■ **Try it**:
Only a number is wanted here: how many lines in the records below contain the string "clicks".

***

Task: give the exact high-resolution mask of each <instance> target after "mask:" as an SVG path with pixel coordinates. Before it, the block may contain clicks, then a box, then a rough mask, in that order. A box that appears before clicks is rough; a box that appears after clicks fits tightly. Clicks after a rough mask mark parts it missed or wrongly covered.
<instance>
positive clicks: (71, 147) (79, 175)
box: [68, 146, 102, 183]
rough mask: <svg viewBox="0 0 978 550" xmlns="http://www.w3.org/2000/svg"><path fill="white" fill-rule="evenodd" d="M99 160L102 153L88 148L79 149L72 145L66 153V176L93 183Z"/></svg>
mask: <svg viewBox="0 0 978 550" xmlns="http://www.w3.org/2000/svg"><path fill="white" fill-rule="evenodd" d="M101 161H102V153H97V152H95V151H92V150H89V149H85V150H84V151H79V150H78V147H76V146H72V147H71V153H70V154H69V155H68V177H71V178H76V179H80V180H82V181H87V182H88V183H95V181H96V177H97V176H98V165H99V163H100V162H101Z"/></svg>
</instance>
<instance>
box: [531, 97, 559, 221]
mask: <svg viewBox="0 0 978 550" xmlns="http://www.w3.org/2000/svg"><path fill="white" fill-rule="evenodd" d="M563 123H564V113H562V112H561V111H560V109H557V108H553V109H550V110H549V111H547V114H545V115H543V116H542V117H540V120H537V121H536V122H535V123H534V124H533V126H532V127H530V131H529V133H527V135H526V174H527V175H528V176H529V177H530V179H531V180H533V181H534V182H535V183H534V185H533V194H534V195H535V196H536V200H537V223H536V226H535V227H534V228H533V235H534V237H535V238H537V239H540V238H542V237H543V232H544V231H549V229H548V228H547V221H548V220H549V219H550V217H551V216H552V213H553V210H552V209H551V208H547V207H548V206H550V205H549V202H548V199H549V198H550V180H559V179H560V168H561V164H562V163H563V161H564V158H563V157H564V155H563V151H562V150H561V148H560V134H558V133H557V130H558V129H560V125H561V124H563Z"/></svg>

***

■ **Task response**:
2